-------- Texte fourni

Les chasseurs luttent contre la Bête du Gévaudan

Hypothèse : L'animal hybride

Cette partie se veut un simple répertoire d’avis divers, à différentes époques, sur les hybrides loup et chien. Alors la Bête du Gévaudan, un métissage malheureux entre deux espèces?  Si oui, croisement naturel ou voulu par l’homme ?

 A chacun de se faire une opinion … à l’aide des textes suivants:


1) « Cet animal était de la forme d'un loup ordinaire, ressemblant plus au chien qu'au loup, tant à cause de son pelage que la forme de sa tête, sa physionomie était également plus douce que celle du loup, ce qui m'a fait penser que ce devait être un mulet (hybride) provenant d'un loup avec une chienne ou d'un chien avec une louve. Il avait la tête allongée comme dans les lévriers, le front proéminent, les oreilles droites, larges à la base, se terminant en pointe à l'extrémité, placées et dirigées en avant, de couleur brun noir au dessus et fauve en dedans. »

(papiers de famille de Jean-Joseph-Marie Ignon)


Ce texte a été publié en 1959 dans le bulletin de la société nationale des antiquaires de France. Il émane de Marius Balmelle qui aurait trouvé ce document (non signé, il semble être un brouillon de lettre de l'époque) dans les papiers de famille de l'érudit mendois Jean-Joseph-Marie Ignon (1772-1857). Cette lettre parait avoir été écrite par un praticien qui a examiné l'animal mort.


2) Auguste André, dans sa notice de 1884 sur la bête du Gévaudan, dit :

« L’imagination populaire en faisait un monstre des plus bizarres. Pour les uns, il était le produit d'une louve et d'un lévrier…… ».


3) Un chasseur gallois du 19ème siècle, Frank Davies, relate ceci (dans un livre nomméChasse aux loups et autres chasses en Bretagne):

« Je fus assez heureux cette nuit-là pour être placé à table à côté du comte de Kergoorlas, ayant appris qu'il avait un équipage pour loups dans la Haute-Bretagne, j'obtins de lui quelques renseignements intéressants sur le style des chiens qu'il considérait comme les plus appropriés à ce sport spécial.

- Un chien grand, courageux, à poil fort, est ce que j'emploie, et à l'occasion je fortifie la race, dit-il, avec une infusion de sang de loup.

----------------
-------- Lignes

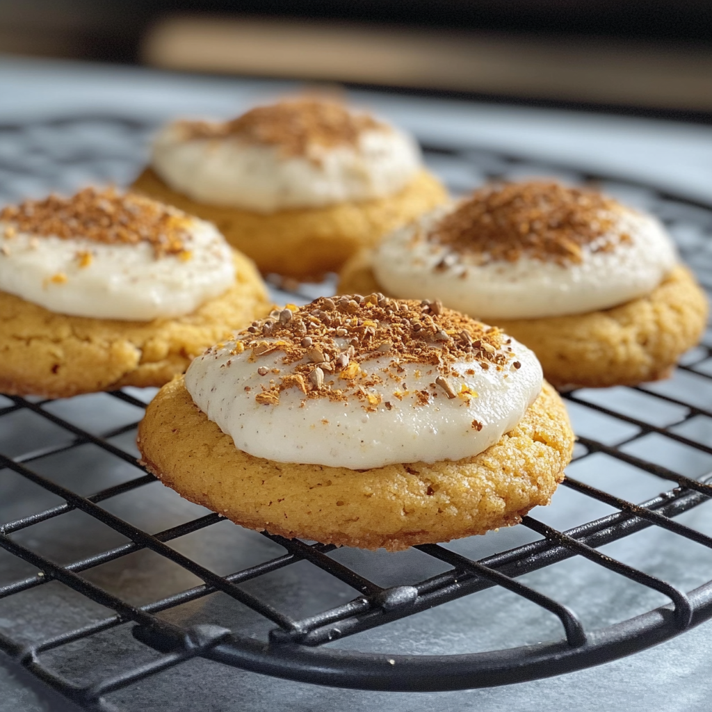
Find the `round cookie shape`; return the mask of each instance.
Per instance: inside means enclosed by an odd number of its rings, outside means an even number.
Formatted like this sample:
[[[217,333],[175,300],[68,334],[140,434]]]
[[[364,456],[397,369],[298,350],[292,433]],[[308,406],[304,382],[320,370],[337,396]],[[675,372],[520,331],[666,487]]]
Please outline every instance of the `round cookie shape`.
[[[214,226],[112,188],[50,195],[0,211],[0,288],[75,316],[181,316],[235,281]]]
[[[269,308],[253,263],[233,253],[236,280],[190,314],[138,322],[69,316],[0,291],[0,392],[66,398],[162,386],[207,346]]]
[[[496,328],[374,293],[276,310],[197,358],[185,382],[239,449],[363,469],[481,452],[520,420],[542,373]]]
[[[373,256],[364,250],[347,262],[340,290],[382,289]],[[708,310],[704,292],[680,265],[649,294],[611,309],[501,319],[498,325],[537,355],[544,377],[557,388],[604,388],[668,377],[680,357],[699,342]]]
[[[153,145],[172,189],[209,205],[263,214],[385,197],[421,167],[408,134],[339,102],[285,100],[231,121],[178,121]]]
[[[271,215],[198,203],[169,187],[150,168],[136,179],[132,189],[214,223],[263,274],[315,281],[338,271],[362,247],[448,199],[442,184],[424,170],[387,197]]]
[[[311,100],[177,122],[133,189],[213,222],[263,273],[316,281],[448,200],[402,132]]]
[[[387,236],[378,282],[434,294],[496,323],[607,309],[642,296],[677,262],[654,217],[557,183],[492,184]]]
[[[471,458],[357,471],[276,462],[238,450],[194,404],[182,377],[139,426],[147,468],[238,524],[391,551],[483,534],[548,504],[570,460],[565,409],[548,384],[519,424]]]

----------------
-------- Lignes

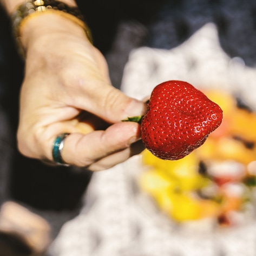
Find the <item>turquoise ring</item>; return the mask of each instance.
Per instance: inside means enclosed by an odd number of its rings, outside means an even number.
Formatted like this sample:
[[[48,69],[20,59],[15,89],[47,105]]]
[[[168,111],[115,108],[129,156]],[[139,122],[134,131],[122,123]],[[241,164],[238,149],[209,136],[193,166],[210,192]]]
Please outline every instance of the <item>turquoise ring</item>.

----------------

Objectif 1:
Produisez à l'identique le passage du texte sur la Bête du Gévaudan qui commence à "Les chasseurs luttent" et se termine à "par l’homme ?".
Objectif 2:
Dans les enregistrements, renvoyez sans aucune modification les lignes qui commencent à celle contenant "Find the <item>turquoise" et se terminent à celle contenant "Please outline every instance of the <item>turquoise", ces deux lignes comprises, et rien d'autre.

Réponse complète 1:
Les chasseurs luttent contre la Bête du Gévaudan

Hypothèse : L'animal hybride

Cette partie se veut un simple répertoire d’avis divers, à différentes époques, sur les hybrides loup et chien. Alors la Bête du Gévaudan, un métissage malheureux entre deux espèces?  Si oui, croisement naturel ou voulu par l’homme ?

Réponse complète 2:
Find the <item>turquoise ring</item>; return the mask of each instance.
Per instance: inside means enclosed by an odd number of its rings, outside means an even number.
Formatted like this sample:
[[[48,69],[20,59],[15,89],[47,105]]]
[[[168,111],[115,108],[129,156]],[[139,122],[134,131],[122,123]],[[241,164],[238,149],[209,136],[193,166],[210,192]]]
Please outline every instance of the <item>turquoise ring</item>.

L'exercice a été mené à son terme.